Passage:
◆ ◆ ◆ ◆ ◆ ◆ ◆

The response is simple: Most people think you are wrong. 



> Danzou used children instead of child or your simply call him by name, because he didn't want to make a direct threat to Sasuke, but an indirect one, Danzou wanted to transmit to Itachi that even his brother who didn't know about the coup wouldn't be spared.
> It was part of his strategy to get Itachi on their side using Sasuke as trade, if Itachi chose to side with them, Sasuke would be spared.



Strangley enough that threat would still be be indirectly made (actually it would be much more indirect) if they were actually more children instead of only one.



> About Sasuke being the youngest and the only child in Uchiha, Itachi said that the Uchiha clan was had become small so it isn't that farfetched. Also when we see flashbacks of kid Naruto we see him with other kids his age, when we see flashbacks of Sasuke we see him only hanging out with Itachi.



There's a difference between small and microscopic. Second Sasuke's story has always been about Itachi. Why would Kishi show him playing around with other kids? Not to mention Sasuke was Itachi-obsessed at that age as well. 




> My last argument, Sasuke was the only Uchiha in the academy at that time:



Keep in mind what they said: That's "an" Uchiha. Not that Sasuke was the only Uchiha in the class or even the whole year or the whole academy for that matter.



Tengu said:


> Well these panels kind of imply that Sasuke was the youngest:



Madara says: 

*"Though you were part of the Uchiha, you were kept in the Dark. You were too young."*

Where does it say that Sasuke was the only young Uchiha? Where does it say that other childeren were not kept in the dark as well. Keeping academy students and pre-academy students out of planning a coup against your villages seems like a good idea to me.



Did you read what Sasuke asked? "Why was I different from Mother and Father?"

◆ ◆ ◆ ◆ ◆ ◆ ◆

Written task a: Copy the dataset records line for line, with no changes.
The forum thread above has nothing to do with the dataset records.

Dataset records
◆ ◆ ◆ ◆ ◆ ◆ ◆

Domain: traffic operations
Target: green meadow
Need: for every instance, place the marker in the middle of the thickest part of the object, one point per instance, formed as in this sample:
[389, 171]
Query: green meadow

◆ ◆ ◆ ◆ ◆ ◆ ◆

Written task b: In the forum thread, what reason does Madara give for Sasuke being kept in the dark?

Expected output a:
Domain: traffic operations
Target: green meadow
Need: for every instance, place the marker in the middle of the thickest part of the object, one point per instance, formed as in this sample:
[389, 171]
Query: green meadow

Expected output b: Sasuke was too young.